EXCERPT TO READ: Begin

The next day I called the person from the list that I mentioned earlier. After I explained the situation he immediately drove to Indianapolis from where he lives, which is an hour away. We went to my friend's house (unannounced) and again confronted him face to face about his emotional state. Together we were able to convince him that he had to tell his wife and get a promise from him that he would not do anything to harm himself. However, he refused to tell her that night and wanted to spend the following day (Sunday) with her without bringing this issue to light. We made a plan to come back on Monday evening to support them while he opened up to her.

After three sleepless nights I went to church on Sunday morning and could barely think about anything else. I spoke to my Sunday School group about it and one of them provided me with the business card of a professional counselor who just happens to be a member of our congregation. As I walked to the sanctuary for the worship service I was finally realizing how much all of this was affecting me. I was emotionally drained, worried about my friend, and scared that I was taking an awful risk by not forcing him to get professional help immediately. Also, I knew I was not equipped to handle these issues but could see no way out for myself without my friend feeling like he had lost my friendship in addition to everything else!

The worship service brought me a level of clarity that was entirely unexpected! It's important to note that at the beginning of each year our Senior Pastor plans his sermons for the entire year. That being said, imagine my surprise to sit in a service that, from the opening hymn, to the readings, to the sermon itself, and the closing hymn, was a complete recap of the conversations that I had been having with my friend over the past few days and the struggle that I was dealing with internally! During the service I gradually became aware of a calmness in my spirit and became resigned to the fact that I didn't have any power over this situation. I decided that I needed to stop struggling with whether I was handling this situation the right way and trust that we were on the right path in regards to my friend's (and his wife's) well being.

When the service was over, the counselor (that I mentioned earlier) approached me. (Obviously someone from my Sunday School group had mentioned my situation to him.) We exchanged numbers and spoke later that day. In addition to offering to be there for my friend he also gave me the answer I needed about how to remove myself from the situation. That answer was to tell my friend, in no uncertain terms, that he had to get professional help because I couldn't do this for him anymore. My continued support (and emotional well being) required that he do this for me as well as himself.

EXCERPT TO READ: End
MATERIAL PROVIDED: Begin

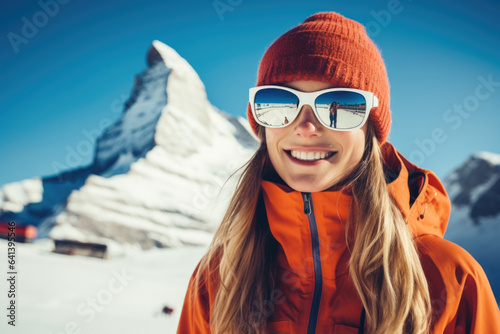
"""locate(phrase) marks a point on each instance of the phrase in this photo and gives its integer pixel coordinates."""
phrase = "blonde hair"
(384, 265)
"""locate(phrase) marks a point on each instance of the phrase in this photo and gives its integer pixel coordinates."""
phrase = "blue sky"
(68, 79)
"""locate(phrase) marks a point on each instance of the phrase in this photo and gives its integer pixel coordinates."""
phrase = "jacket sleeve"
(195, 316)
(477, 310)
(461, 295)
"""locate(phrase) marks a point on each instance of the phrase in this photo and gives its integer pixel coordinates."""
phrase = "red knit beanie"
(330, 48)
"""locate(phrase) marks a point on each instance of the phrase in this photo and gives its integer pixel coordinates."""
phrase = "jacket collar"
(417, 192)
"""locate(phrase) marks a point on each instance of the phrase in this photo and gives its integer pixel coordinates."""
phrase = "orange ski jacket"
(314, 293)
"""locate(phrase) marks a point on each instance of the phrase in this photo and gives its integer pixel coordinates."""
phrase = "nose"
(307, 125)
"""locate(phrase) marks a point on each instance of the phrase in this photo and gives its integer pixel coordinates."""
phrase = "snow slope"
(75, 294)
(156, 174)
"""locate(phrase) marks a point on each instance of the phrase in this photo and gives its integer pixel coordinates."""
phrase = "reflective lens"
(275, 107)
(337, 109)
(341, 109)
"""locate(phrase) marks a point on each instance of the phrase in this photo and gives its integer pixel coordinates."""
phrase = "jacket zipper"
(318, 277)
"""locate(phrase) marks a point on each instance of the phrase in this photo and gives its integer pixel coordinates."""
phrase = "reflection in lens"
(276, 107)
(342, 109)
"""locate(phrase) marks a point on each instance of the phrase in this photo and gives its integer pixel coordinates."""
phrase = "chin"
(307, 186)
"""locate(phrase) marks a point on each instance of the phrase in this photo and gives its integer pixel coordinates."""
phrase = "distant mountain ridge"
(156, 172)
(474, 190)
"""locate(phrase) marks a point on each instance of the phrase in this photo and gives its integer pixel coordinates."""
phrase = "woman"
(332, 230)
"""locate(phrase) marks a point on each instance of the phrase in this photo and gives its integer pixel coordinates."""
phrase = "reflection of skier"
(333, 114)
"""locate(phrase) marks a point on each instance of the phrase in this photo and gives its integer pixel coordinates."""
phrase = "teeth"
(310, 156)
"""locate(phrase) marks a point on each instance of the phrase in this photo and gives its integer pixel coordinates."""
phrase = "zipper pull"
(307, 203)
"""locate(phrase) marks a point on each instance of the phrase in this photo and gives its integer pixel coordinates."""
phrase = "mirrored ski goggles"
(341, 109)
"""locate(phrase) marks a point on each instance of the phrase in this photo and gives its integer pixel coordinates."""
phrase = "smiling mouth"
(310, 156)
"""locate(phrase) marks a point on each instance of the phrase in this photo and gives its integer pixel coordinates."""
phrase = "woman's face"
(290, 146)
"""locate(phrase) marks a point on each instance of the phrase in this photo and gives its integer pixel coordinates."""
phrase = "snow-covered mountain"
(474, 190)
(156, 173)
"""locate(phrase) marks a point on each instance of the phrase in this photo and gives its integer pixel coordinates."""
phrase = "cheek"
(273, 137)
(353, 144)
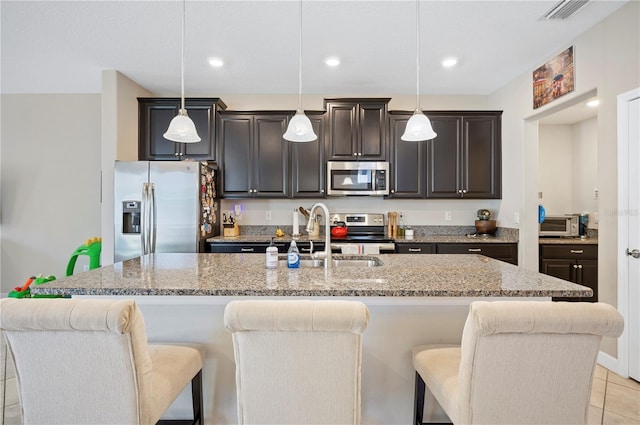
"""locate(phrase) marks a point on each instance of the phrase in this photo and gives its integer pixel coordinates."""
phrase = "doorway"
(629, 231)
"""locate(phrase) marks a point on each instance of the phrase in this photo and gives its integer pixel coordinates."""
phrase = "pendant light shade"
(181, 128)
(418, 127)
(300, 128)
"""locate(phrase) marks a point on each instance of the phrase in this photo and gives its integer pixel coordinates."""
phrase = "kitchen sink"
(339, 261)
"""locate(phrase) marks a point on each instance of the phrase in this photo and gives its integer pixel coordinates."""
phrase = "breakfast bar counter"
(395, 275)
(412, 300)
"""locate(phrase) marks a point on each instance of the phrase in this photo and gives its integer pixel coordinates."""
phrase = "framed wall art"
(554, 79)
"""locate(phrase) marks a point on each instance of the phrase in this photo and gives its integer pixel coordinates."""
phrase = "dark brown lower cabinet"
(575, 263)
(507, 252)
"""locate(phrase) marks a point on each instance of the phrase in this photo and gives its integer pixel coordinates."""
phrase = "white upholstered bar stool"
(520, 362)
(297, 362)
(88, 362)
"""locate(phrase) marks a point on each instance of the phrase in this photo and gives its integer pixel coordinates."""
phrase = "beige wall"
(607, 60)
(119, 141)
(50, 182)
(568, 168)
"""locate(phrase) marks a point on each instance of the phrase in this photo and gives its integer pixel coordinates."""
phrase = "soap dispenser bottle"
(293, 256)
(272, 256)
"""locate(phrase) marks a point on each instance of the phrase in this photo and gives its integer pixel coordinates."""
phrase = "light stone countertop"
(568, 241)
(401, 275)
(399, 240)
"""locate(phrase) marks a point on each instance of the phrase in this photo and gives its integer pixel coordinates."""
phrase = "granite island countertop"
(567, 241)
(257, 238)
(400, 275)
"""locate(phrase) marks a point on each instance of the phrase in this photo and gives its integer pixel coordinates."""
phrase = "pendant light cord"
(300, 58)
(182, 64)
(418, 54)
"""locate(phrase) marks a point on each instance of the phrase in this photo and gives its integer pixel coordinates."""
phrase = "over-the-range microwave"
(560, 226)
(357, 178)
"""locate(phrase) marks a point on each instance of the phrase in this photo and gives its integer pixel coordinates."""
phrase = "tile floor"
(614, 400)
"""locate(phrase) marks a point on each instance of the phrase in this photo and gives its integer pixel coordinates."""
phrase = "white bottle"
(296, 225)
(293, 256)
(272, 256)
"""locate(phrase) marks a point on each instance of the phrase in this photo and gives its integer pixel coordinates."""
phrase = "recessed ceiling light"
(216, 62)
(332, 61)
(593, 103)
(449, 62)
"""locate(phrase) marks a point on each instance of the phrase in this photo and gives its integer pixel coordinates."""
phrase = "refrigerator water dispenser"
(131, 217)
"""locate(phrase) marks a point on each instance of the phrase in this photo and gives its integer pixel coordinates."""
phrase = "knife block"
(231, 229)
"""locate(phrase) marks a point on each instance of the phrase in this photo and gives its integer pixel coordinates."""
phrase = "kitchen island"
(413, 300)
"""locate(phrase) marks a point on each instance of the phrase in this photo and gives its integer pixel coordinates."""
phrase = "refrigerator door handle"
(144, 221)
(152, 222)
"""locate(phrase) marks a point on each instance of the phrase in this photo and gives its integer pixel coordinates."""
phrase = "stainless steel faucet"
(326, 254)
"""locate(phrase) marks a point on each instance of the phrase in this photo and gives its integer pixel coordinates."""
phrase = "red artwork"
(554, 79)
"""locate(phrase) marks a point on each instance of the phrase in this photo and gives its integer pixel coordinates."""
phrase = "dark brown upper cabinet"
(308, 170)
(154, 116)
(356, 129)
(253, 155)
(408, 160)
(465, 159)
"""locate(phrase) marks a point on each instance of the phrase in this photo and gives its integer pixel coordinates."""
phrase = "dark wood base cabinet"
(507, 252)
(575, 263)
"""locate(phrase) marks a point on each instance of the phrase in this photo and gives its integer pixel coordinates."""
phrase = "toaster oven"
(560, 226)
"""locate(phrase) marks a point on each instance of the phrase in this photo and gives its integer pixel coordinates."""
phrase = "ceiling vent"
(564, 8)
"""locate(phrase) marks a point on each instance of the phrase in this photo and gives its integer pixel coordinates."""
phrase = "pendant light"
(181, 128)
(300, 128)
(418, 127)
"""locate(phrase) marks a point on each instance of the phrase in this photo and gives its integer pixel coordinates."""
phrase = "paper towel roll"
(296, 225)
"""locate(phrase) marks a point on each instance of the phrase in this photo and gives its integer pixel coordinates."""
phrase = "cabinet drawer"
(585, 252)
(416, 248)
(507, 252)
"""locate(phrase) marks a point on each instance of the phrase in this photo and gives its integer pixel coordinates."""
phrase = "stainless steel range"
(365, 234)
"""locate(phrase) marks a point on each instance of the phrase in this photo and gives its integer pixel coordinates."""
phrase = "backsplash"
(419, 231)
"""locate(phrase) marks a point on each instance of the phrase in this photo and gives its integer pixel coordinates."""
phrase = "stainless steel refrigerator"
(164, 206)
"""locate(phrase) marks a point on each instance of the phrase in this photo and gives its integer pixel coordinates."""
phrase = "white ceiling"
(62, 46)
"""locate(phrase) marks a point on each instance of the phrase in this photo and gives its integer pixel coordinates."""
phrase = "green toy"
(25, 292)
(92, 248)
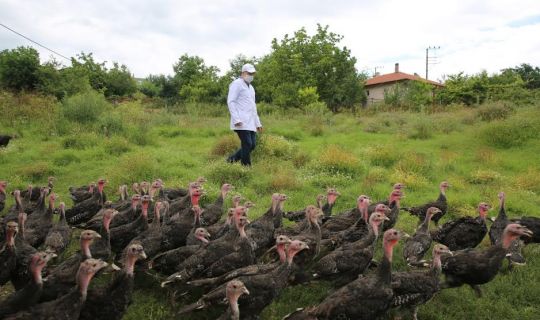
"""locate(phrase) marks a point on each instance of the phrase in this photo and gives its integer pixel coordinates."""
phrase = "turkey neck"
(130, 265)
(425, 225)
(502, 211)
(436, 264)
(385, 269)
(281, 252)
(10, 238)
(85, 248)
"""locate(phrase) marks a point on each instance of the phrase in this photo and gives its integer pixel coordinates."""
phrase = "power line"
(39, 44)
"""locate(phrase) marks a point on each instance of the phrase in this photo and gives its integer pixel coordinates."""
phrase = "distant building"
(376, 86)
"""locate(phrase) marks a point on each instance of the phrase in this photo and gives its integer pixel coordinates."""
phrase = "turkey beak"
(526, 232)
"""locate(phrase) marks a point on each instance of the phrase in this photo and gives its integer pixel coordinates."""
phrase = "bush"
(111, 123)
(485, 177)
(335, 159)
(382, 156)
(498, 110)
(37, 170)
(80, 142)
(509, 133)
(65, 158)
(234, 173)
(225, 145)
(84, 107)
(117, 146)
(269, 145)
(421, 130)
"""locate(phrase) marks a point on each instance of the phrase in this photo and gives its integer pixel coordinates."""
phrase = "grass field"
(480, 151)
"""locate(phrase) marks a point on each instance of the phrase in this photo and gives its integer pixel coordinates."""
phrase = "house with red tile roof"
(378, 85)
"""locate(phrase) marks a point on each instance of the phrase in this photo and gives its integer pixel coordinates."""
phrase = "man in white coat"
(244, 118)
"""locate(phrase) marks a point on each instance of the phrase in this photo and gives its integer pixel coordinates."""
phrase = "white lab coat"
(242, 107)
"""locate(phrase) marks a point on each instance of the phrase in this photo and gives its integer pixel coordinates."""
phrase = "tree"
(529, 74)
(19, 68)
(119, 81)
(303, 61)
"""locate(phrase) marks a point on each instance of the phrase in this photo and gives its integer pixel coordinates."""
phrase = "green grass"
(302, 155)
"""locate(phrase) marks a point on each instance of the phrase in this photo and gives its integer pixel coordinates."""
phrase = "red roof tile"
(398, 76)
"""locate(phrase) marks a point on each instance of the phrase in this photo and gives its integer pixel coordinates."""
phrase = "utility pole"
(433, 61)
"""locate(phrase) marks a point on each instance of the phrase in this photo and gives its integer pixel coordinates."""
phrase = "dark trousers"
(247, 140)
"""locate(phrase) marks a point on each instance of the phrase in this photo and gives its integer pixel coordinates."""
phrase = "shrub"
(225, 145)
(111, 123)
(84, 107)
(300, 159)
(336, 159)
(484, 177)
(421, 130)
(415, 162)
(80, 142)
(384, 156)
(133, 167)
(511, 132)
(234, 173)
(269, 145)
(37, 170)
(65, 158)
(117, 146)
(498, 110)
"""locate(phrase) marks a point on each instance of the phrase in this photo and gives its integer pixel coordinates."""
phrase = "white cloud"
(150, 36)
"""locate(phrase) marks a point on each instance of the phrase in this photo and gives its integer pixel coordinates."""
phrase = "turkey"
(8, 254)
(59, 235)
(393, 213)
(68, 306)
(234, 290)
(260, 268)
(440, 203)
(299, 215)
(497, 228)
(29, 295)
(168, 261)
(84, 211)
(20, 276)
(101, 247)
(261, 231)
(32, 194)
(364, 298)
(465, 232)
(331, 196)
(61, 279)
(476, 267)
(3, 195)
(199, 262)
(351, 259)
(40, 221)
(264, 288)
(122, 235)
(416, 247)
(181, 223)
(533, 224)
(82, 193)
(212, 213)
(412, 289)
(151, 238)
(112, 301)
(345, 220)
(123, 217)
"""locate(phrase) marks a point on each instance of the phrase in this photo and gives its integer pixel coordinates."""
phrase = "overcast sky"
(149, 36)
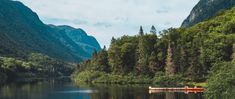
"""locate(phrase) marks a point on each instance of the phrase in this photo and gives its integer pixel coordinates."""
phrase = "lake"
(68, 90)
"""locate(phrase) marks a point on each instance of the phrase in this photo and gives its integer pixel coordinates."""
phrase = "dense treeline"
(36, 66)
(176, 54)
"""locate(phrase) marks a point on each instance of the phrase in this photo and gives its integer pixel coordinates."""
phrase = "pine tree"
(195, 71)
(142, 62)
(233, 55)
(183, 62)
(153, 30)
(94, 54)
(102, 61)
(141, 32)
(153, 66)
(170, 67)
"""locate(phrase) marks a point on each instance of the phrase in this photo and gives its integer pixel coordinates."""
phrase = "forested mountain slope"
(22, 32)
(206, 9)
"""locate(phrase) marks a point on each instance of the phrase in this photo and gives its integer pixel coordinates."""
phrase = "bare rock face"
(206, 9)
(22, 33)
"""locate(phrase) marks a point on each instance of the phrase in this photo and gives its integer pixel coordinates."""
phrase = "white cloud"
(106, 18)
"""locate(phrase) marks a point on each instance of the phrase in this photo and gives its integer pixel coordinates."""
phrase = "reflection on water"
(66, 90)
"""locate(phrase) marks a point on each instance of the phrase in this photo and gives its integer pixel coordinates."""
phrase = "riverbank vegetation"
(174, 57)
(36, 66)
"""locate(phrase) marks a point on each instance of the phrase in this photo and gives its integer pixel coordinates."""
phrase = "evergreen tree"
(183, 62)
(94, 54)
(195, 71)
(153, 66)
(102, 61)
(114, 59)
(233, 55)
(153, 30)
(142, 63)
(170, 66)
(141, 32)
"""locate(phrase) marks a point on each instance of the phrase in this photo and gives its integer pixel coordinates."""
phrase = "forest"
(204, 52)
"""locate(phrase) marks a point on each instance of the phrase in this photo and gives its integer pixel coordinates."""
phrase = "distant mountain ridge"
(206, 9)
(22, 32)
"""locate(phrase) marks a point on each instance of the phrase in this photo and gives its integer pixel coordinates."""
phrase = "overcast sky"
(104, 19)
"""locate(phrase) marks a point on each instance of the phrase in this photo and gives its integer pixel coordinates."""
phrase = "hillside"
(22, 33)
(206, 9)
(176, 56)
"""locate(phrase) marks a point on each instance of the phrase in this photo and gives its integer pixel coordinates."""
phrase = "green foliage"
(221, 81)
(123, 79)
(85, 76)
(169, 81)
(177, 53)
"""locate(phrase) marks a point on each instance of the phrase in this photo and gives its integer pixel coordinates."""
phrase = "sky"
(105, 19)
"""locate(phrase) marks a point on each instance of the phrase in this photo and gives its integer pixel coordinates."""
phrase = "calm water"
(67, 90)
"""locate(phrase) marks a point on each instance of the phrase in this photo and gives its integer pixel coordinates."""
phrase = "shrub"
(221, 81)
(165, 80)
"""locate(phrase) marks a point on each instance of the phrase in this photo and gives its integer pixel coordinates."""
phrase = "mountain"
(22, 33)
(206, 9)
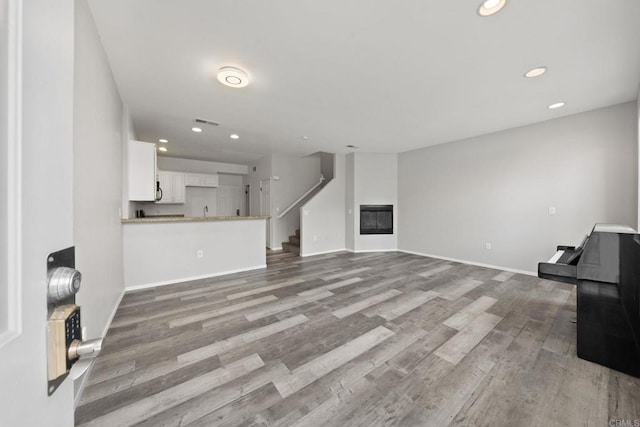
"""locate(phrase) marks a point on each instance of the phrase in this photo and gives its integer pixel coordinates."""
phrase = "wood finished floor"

MATERIAL PROVIDED: End

**ACTION ITEM**
Name each part of the worship service that the personal account lists as recapping the conversations with the friend.

**EXERCISE RESULT**
The opening hymn, the readings, the sermon, and the closing hymn.